* [Your task] Up to and including the final line, retype each line of the records below, starting with the one that contains "Sports-analytics tagging: mark the spectator".

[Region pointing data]
----------

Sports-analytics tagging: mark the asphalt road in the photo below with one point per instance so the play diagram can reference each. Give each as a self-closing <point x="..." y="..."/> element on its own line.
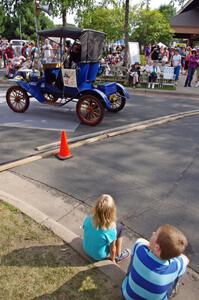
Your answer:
<point x="153" y="174"/>
<point x="19" y="133"/>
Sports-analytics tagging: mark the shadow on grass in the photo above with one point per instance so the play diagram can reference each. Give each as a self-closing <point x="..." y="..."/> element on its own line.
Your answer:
<point x="41" y="256"/>
<point x="86" y="285"/>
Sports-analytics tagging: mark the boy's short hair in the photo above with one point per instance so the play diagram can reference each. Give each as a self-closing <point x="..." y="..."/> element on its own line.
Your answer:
<point x="172" y="242"/>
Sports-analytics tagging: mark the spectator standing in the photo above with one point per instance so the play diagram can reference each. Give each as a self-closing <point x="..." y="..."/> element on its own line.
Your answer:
<point x="193" y="63"/>
<point x="187" y="56"/>
<point x="156" y="265"/>
<point x="47" y="51"/>
<point x="134" y="74"/>
<point x="147" y="52"/>
<point x="176" y="62"/>
<point x="155" y="53"/>
<point x="9" y="52"/>
<point x="197" y="70"/>
<point x="1" y="52"/>
<point x="154" y="73"/>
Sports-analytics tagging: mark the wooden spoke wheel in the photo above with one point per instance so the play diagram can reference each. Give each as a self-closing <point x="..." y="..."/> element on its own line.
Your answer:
<point x="90" y="110"/>
<point x="17" y="99"/>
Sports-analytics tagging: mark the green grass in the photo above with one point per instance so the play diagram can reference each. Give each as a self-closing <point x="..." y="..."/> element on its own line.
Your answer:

----------

* [Output for this exercise]
Sports-analytics tagging: mark the spectator standing in the photo above with one point per instance so the play diagram can reference each. Give each as a self-closing <point x="..." y="..."/> element on its own line.
Your answer:
<point x="193" y="63"/>
<point x="187" y="56"/>
<point x="156" y="265"/>
<point x="47" y="51"/>
<point x="134" y="74"/>
<point x="147" y="52"/>
<point x="176" y="62"/>
<point x="155" y="53"/>
<point x="9" y="52"/>
<point x="197" y="70"/>
<point x="1" y="52"/>
<point x="154" y="73"/>
Sports-analytics tagging: mark the wooden spoke wheel in the photo above with one point per instance so the play diagram can reference each. Give each as a self-closing <point x="..." y="..."/> element on its own line.
Your answer:
<point x="90" y="110"/>
<point x="17" y="99"/>
Sports-analytics tagging: mark the green grass in the photo above with one point per instance so the play diagram can reference each. Give each as a self-closing <point x="..." y="..."/> element on its own line.
Your answer:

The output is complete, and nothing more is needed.